Free-text object descriptions:

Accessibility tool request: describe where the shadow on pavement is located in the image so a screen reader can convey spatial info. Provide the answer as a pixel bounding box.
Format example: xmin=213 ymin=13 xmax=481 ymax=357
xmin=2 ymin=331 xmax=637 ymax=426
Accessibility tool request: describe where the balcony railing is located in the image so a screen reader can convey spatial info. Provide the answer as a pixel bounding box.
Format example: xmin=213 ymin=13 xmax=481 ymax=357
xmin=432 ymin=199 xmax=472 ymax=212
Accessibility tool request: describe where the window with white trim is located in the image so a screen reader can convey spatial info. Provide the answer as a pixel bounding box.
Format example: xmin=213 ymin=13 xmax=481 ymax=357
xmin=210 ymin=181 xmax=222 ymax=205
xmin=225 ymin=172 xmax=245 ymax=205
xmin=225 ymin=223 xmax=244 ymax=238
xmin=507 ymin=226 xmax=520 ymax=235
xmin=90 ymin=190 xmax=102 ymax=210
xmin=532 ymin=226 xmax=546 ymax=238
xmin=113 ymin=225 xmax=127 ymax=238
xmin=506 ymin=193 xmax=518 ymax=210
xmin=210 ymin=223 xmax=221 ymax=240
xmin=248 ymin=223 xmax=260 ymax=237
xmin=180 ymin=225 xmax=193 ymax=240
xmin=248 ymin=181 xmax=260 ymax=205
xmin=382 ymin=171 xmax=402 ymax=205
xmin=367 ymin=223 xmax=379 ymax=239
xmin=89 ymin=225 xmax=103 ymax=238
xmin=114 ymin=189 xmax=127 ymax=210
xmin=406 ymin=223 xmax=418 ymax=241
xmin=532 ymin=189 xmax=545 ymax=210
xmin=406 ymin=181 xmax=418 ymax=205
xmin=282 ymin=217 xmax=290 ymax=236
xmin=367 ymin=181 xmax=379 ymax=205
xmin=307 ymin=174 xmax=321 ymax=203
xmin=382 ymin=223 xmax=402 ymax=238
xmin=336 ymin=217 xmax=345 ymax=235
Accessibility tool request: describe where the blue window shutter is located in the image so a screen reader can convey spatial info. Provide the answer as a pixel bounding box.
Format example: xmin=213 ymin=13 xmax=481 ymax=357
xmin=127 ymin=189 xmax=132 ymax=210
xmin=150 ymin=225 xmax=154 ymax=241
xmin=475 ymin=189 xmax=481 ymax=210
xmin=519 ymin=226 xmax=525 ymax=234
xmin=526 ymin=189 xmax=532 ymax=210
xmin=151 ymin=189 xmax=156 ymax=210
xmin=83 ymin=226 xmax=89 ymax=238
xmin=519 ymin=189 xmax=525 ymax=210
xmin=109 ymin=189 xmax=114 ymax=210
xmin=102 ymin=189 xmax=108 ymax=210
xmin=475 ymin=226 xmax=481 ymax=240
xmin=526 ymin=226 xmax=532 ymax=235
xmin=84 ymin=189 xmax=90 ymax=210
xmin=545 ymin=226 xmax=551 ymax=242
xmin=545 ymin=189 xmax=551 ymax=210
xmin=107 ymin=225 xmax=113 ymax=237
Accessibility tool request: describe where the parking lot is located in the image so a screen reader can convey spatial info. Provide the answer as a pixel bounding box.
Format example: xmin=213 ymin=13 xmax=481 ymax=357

# Task to carry out:
For each line above that includes the word "window", make a copy of that line.

# Reply:
Accessibility tool request: describe where the window with white trim is located in the image so a screen reader can convey spatial info. Provide the answer as a pixel bounding box.
Accessibility tool request: describe where the blue window shutter is located in the image so a screen reader can convey spatial info. Provide the answer as a pixel bounding box.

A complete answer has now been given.